_Goal:_ Reproduce the items below word for word, from the line containing "Expected behaviour: for every instance of the green hedge, pick" through the final line of the items, including both ends.

[Records]
|---|
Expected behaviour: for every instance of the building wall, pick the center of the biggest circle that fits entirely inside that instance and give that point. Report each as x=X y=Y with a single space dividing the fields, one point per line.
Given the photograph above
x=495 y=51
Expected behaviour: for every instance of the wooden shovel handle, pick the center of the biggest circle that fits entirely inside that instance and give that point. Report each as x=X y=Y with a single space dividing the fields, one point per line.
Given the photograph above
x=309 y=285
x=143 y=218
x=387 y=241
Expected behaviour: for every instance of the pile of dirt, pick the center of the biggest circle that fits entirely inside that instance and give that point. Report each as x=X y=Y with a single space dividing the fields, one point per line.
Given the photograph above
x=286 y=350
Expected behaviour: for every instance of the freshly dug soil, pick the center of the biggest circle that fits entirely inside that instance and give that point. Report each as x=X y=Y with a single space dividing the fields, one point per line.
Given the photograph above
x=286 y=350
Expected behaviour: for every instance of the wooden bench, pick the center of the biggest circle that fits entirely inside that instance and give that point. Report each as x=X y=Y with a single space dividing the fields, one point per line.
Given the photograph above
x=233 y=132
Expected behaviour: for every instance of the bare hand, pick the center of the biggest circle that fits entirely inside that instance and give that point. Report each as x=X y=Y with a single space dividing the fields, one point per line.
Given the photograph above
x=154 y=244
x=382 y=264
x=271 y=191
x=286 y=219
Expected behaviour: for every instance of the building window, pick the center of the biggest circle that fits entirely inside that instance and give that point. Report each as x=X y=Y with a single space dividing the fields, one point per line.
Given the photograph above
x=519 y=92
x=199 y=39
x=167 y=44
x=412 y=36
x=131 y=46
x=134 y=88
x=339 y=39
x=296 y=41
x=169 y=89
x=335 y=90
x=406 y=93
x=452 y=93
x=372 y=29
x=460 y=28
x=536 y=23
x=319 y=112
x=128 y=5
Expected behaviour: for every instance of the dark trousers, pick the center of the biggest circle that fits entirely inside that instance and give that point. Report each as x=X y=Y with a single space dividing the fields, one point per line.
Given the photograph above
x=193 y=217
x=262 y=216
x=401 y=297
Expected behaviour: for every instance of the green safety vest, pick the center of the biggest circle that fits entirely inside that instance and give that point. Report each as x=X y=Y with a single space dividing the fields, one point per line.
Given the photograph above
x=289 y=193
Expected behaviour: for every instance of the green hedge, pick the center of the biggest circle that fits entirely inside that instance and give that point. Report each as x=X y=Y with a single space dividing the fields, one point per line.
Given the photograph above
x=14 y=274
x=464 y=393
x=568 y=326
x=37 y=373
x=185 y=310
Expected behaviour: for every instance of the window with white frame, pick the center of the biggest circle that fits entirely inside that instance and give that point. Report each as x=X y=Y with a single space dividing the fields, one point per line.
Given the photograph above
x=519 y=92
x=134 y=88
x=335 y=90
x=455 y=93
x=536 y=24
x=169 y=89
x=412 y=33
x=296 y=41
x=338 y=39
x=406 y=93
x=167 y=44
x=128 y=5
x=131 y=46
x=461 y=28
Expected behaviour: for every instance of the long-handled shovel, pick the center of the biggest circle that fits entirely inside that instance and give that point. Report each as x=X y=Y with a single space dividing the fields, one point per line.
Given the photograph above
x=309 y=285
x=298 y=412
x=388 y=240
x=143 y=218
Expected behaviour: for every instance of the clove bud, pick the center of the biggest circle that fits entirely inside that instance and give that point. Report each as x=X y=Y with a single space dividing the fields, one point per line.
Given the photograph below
|---|
_Task result:_
Expected behaviour: for every instance of the green hedge, pick the center of the biggest circle that fits entirely inside that instance and give that point. Report each as x=X y=Y with a single space dividing the fields, one point per line.
Given the photograph above
x=14 y=274
x=464 y=393
x=568 y=326
x=37 y=373
x=185 y=310
Expected behaviour: for every instance of the window with white frame, pick the center of the biggest circle that fits entirely inside that instance and give that point. Report each as x=X y=Y with a single space dividing the fields, one point per line.
Given the photograph above
x=519 y=92
x=134 y=88
x=335 y=90
x=455 y=93
x=536 y=24
x=169 y=89
x=412 y=33
x=296 y=41
x=338 y=39
x=406 y=93
x=167 y=44
x=128 y=5
x=131 y=46
x=461 y=28
Expected behaviour: for every instance of the long-handled shovel, pick the center of the biggest circle that fits entirely inside that instance and give that point. Report each as x=X y=Y with a single space dividing the fields, one point per line.
Given the photograph above
x=309 y=285
x=298 y=412
x=388 y=240
x=143 y=218
Expected behaviour: for every instance of the clove bud, pick the center of the biggest circle that fits entirely inside that instance and give that point. Report each as x=X y=Y with a single space dividing the fields, one point per line.
Given the photograph below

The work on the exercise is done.